▸ Requirement
Pull out each line in the records below that contains the string "slope".

==================================================

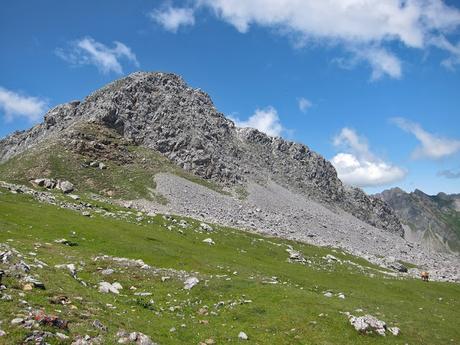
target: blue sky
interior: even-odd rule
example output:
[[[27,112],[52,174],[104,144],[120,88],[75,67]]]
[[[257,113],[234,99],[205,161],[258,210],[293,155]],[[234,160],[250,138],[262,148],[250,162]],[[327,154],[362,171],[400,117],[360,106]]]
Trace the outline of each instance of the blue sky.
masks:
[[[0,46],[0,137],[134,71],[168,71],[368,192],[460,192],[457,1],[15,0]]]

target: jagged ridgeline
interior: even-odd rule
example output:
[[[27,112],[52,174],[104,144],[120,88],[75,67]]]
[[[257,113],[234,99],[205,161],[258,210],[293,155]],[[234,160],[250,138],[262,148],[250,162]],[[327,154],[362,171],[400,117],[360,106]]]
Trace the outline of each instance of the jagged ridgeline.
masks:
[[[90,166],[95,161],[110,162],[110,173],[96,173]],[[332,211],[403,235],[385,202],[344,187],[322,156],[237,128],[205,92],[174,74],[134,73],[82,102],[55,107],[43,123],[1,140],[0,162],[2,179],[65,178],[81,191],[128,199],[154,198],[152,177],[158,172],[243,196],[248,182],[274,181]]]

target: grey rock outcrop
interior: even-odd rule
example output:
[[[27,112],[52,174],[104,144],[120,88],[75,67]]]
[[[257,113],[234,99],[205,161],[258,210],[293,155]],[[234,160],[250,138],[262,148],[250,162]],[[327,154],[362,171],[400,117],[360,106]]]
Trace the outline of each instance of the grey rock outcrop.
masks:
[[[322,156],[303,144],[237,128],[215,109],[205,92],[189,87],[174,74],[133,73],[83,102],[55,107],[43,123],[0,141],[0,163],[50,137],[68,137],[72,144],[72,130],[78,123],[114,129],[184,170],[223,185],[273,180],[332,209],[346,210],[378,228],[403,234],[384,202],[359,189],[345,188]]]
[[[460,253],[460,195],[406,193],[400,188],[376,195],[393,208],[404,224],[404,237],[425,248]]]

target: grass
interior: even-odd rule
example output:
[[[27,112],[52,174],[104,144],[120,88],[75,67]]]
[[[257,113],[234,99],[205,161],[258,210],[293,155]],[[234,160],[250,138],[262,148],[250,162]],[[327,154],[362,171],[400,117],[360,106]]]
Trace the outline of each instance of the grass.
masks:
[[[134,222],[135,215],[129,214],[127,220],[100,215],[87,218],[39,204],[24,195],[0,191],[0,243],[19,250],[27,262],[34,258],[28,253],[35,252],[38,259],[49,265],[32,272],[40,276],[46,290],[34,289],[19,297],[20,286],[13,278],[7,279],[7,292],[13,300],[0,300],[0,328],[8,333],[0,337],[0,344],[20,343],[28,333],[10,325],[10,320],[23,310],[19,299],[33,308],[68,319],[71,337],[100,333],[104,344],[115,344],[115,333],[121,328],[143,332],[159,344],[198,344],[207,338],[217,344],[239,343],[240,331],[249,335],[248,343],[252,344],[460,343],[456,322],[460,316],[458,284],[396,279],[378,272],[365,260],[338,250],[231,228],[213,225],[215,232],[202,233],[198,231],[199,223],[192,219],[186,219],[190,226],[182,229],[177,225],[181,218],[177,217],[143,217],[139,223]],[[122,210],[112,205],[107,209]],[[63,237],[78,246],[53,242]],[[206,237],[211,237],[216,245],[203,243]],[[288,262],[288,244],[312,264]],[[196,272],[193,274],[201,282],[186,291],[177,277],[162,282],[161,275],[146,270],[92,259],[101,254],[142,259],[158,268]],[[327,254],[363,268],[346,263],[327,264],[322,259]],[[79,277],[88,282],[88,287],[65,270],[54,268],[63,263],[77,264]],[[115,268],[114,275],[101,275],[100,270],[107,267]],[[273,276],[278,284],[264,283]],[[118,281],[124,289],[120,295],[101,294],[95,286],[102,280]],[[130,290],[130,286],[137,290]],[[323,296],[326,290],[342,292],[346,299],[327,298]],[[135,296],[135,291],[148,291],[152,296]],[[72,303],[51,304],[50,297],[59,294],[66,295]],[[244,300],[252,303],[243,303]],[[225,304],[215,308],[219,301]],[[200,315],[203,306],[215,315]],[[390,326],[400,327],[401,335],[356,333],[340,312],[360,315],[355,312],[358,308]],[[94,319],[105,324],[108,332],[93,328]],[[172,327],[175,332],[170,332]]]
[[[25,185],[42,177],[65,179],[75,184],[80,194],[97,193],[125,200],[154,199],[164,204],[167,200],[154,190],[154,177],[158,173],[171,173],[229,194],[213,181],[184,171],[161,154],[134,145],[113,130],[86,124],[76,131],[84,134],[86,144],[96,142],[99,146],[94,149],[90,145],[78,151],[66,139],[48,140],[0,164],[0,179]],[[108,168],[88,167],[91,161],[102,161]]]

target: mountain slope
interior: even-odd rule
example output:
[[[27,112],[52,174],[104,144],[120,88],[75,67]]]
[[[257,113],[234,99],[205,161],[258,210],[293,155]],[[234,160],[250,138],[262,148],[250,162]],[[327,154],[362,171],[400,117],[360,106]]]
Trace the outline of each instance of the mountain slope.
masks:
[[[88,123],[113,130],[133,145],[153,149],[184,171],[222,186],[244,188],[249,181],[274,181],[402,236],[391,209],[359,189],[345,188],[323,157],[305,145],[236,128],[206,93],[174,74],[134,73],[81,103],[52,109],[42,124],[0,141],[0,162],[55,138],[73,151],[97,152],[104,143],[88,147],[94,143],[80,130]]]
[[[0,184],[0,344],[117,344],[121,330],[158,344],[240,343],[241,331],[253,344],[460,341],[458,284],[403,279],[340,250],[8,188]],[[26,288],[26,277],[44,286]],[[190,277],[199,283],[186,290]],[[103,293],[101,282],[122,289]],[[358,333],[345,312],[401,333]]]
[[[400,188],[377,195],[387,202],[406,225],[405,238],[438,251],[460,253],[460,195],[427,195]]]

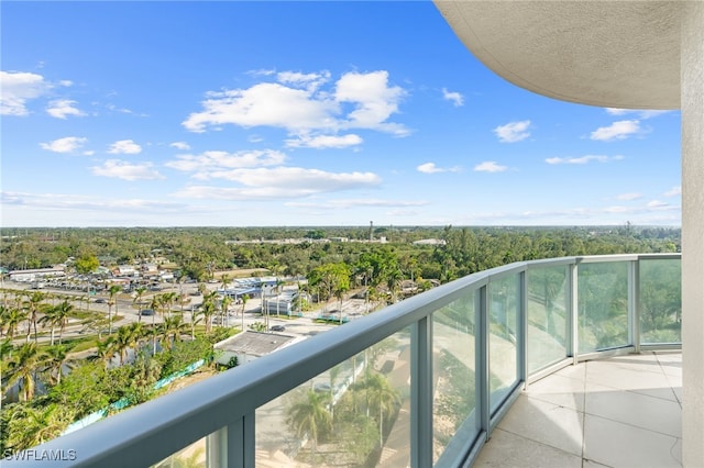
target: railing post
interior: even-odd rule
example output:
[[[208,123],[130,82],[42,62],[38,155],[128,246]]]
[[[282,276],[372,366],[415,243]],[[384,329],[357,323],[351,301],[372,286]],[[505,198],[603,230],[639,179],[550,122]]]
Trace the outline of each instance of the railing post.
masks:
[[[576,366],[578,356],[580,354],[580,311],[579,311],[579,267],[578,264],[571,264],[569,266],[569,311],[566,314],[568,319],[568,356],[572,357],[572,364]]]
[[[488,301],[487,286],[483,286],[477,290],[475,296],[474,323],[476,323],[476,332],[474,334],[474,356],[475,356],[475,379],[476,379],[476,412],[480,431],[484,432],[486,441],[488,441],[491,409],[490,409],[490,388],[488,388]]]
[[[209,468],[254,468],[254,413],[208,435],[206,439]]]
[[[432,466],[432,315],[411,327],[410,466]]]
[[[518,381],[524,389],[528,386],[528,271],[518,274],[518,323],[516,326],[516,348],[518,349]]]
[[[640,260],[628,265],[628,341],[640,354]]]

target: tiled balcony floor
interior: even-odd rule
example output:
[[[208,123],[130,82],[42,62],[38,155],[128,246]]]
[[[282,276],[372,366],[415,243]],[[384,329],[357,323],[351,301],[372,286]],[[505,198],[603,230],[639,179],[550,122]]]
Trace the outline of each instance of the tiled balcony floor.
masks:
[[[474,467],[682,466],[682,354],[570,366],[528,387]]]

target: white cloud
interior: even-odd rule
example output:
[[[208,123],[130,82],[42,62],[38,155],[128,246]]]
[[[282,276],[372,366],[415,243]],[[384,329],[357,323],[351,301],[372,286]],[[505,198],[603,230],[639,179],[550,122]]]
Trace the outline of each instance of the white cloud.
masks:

==================================================

▸ The result
target: mountain slope
Trace the outline of each instance of the mountain slope.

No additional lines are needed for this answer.